> [TEXT EXCERPT]:

######

NEW YORK -- In many ways, baseball teams are families. So it is plain to see the sadness that has crept over a wide swath of the baseball community this week, since news broke of Hall of Fame catcher Gary Carter's worsening condition.
"You can tell he's resigned to the fact that the cancer is getting to him, and that even though he's fighting it, he can only do so much," 1986 Mets teammate and current third-base coach Tim Teufel said Tuesday at the Baseball Assistance Team's annual dinner in New York City. "Right now, he's in God's hands."
Carter, a key member of that 1986 World Series championship team, learned last week that new tumors have formed on his brain, eight months after doctors originally diagnosed him with brain cancer last May.
The update came mere days after Carter made a public appearance at his charity golf tournament in West Palm Beach, Fla., exchanging greetings with several of his former teammates.
Nationals and former Mets manager Davey Johnson, who attended the event, lamented that Carter seemed so weak during the event that he could not get out of his chair.
"All the treatments have really pulled up on him, but he's a fighter," Johnson said. "I look for him to fight through it."
Like Carter's daughter, Kimmy Bloemers, who has maintained an online journal of her father's progress throughout the past eight months, many of the catcher's former teammates pointed to Carter's playing career as evidence that he can persevere.
But with Carter's condition declining, his friends are also preparing for the worst. Carter delivered a brief speech at his charity dinner last weekend, thanking his attendees for their support in what Teufel described as a "Lou Gehrig-ish" address.
"You put things in perspective a little bit more when you have something like this," Teufel said. "He's just very thankful at this point for what he's had.
"It hurts to see time creep up on him like that and grab him a little bit. He's only 57 years old. We're just saddened by all of it."
Teufel, Johnson and other members of the 1986 Mets gathered Tuesday at the Marriott Marquis in Manhattan to support the 23rd B.A.T. dinner, which annually raises funds to support former baseball players in need. Other former teammates, including Dwight Gooden and Darryl Strawberry, were also scheduled to attend.

######

> [SET OF TASKS]:
• 1. According to the article about Gary Carter's illness, at which hotel did members of the 1986 Mets gather for the B.A.T. dinner?
• 2. Write the next few paragraphs of the article about Gary Carter's illness, picking up after its final sentence.

######

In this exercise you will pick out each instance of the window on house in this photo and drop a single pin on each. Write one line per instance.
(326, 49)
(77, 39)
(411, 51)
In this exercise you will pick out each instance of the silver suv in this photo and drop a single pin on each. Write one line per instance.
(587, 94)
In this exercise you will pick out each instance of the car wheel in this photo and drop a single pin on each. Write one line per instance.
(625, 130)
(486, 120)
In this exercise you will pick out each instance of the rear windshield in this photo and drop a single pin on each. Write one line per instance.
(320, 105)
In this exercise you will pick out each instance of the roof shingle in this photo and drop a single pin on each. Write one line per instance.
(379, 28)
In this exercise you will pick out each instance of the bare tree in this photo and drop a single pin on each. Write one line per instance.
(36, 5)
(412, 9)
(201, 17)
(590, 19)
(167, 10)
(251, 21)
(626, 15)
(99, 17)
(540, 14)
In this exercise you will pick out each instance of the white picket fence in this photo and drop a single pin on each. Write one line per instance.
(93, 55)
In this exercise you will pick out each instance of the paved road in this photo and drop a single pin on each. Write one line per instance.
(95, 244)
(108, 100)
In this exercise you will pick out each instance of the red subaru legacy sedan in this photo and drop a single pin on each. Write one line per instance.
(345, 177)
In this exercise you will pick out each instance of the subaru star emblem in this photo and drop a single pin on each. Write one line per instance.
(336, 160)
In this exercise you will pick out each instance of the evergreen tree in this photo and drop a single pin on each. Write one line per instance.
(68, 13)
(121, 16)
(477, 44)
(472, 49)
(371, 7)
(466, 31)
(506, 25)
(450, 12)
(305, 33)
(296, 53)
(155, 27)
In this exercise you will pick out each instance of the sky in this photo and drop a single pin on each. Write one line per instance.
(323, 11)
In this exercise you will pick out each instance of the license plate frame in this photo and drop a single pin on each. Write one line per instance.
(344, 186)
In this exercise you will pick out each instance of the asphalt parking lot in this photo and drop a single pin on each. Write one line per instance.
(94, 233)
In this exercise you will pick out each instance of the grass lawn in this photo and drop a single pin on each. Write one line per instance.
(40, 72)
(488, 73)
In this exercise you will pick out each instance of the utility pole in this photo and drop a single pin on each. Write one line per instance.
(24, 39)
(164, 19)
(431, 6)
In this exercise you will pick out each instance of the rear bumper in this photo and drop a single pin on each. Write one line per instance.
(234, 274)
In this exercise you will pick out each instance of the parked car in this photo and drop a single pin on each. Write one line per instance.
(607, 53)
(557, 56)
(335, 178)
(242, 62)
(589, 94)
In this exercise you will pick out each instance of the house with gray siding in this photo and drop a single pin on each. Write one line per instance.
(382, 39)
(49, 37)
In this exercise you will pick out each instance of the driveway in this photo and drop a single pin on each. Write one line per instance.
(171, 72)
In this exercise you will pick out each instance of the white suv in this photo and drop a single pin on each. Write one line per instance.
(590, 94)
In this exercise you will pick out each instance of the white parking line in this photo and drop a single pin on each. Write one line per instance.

######

> [ANSWER SET]:
• 1. The Marriott Marquis in Manhattan.

• 2.
Bloemers and Carter's two other children had made an emotional appearance three days earlier at the New York chapter of the Baseball Writers' Association of America's annual awards dinner, accepting the Milton and Arthur Richman "You Gotta Have Heart" award on behalf of their father.
But outside of his recent golf tournament speech, Carter's public appearances have been rare. Former Mets outfielder Gary Sheffield, Gooden's nephew, recalled seeing Carter at a charity event in Toronto just prior to the catcher's original diagnosis. That event consisted of about a half-dozen softball games and Carter participated in each one of them.
"He was normal," Sheffield said. "It just goes to show you to appreciate life.
"All I do is just say prayers for him every day."
That seemed to be a common thread among teammates who, for the most part, consider Carter a friend first and teammate second.
"It feels like someone just punched me in the chest," former pitcher Sid Fernandez said. "It's hard to take, especially when you know someone so well. He wasn't my father, but he was almost like a father figure to me."
Another former teammate, Wally Backman, also attended Carter's tournament and dinner last weekend, calling him "a brother to a lot of us."
"I don't know if anybody ever said anything bad about Gary," Backman said. "For him and his family, it's been a tough road, and it was tough this last weekend seeing Gary. But you've got to wish him the best."